[ESTRATTO SCELTO]
■ ■ ■ ■ ■ ■ ■

Presenti in immagini di repertorio: Agostina Belli, Arturo Trina.
Il figlio della sepolta viva è un sequel
apocrifo di Sepolta viva, pensato
per sfruttare il grande successo di pubblico del film precedente che aveva
inaugurato il minifilone melodrammatico. Il soggetto è estrapolato da un feuilleton di Carolina Invernizio, a
base di lacrime e sangue, mentre Luciano Ercoli prende il posto di Aldo Lado,
sfoggiando un improbabile pseudonimo francese. Il figlio della sepolta viva torna al castello dei Cambise senza
sapere di essere il legittimo erede, per tutti è Francoise (Robsahm),
innamorato perso della bella Elisabetta (Lepori), figlia del conte Amadeus
(Lulli). Il ducato dei Cambise è governato dalla perfida Giovanna (Czemerys), protetta
da un losco figuro detto l’italiano (Rossi) e dalla madre che ha tramato
nell’ombra lo scambio dei piccoli. Per ringraziamento, la figlia ucciderà la
madre, ma dovrà subire la vendetta organizzata dal legittimo erede e dal
buffone di corte. Dany (Cavina) rivelerà lo scambio di neonati, praticato al
convento dalla madre di Giovanna, cosa che costerà diverse vite e atroci
torture, mentre a lui è già costato il taglio della lingua. Alcune sequenze in flashback mostrano immagini del
precedente film con protagonisti Agostina Belli e Arturo Trina. Un escamotage narrativo prevede la morte per
crepacuore della sepolta viva subito
dopo aver appreso che il marito è stato ucciso.
Il figlio della sepolta viva non è certo un lacrima movie, ma un feuilleton avventuroso, più cappa e spada che melodramma, molto truce e sanguinolento, con diversi colpi di scena e alcune sequenze da cinema horror. Gli attori sono inferiori al film capostipite del sottogenere, perché Eva Czemerys non vale Agostina Belli nel ruolo da protagonista, anche se come perfida duchessa se la cava discretamente. Fred Robsahm, marito della sepolta viva nel primo film, qui è il figlio sconosciuto che uccide la malvagia impostora, torna a sedere sul legittimo trono e sposa la bella Elisabetta. Gianni Cavina non dice una parola perché la sceneggiatura prevede che gli venga tagliata la lingua durante le prime sequenze. Diligente il resto del cast.

■ ■ ■ ■ ■ ■ ■

[COMPITO DA SVOLGERE] Prosegui la scheda sul film Il figlio della sepolta viva partendo dalla frase che la conclude. I record hanno una provenienza diversa da quella del testo.

■ ■ ■ ■ ■ ■ ■

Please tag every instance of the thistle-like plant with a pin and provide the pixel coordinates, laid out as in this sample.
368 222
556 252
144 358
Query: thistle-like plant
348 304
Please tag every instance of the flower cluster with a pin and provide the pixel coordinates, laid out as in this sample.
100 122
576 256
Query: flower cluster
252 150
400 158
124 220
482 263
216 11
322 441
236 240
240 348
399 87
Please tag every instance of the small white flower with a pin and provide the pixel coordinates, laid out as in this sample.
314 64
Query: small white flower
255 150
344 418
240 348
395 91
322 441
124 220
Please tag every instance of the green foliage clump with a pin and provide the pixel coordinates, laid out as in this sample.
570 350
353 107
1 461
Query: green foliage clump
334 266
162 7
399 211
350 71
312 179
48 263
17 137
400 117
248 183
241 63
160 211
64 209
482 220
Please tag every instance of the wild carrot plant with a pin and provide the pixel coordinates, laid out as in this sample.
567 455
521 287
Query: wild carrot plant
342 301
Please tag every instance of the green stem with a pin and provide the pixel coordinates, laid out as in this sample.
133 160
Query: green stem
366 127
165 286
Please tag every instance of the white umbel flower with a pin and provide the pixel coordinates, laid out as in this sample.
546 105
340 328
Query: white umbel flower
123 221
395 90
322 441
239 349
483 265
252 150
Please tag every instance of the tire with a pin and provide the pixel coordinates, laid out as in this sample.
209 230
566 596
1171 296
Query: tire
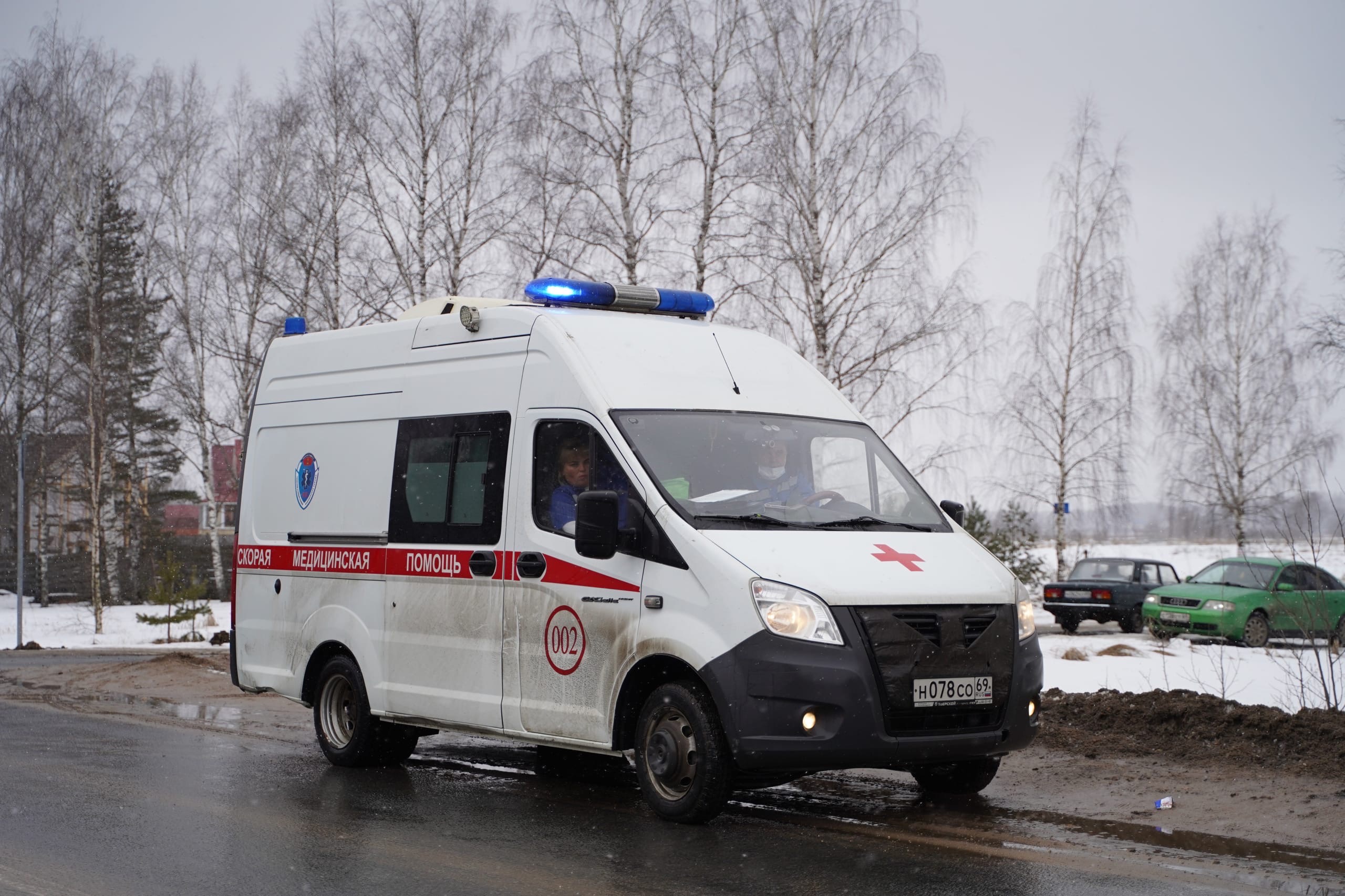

■ ■ ■ ■ ■ ■ ■

[SOLUZIONE]
Luciano Ercoli è un
buon artigiano, usa molto lo zoom e il primissimo piano, ambienta la storia
quasi interamente nel Castello Odescalchi di Bracciano (sede della duchessa di
Cambise) riservando poche scene per il Palazzo Patrizi a Castelgiuliano (dove
vive il conte Amadeus). Ottima la musica di Franco Micalizzi che contribuisce a creare
un’atmosfera da thriller melodrammatico e da cinema avventuroso, con accenni
horror tipici della narrativa d’appendice della Invernizio. Fotografia nitida
in technicolor e montaggio abbastanza serrato. Interessanti le sequenze con
torture e uccisioni, truce un volto sfigurato, intensi i duelli a colpi di
spada e le cavalcate nella foresta, così come è ben ricostruito un processo per
stregoneria e il conseguente rogo. Ercoli illustra a dovere il perverso rapporto
tra la cattiva duchessa e il demoniaco figuro, a base di violenze
carnali, torture e depravazioni. Un agnello scarnificato
nell’acido si spera sia soltanto un trucco di scena, ma non ne siamo certi. Il
finale è un piccolo capolavoro di tensione con una corda che sta per spezzarsi e
potrebbe far precipitare Elisabetta nell’acido. Va da sé che sarà la duchessa a
fare una brutta fine. Lieto fine scontato per un romanzo d’appendice che sa molto
di fumetto, in pratica un fotoromanzo horror - sentimentale, ma che (una volta accettati
i limiti del genere) si guarda ancora con piacere.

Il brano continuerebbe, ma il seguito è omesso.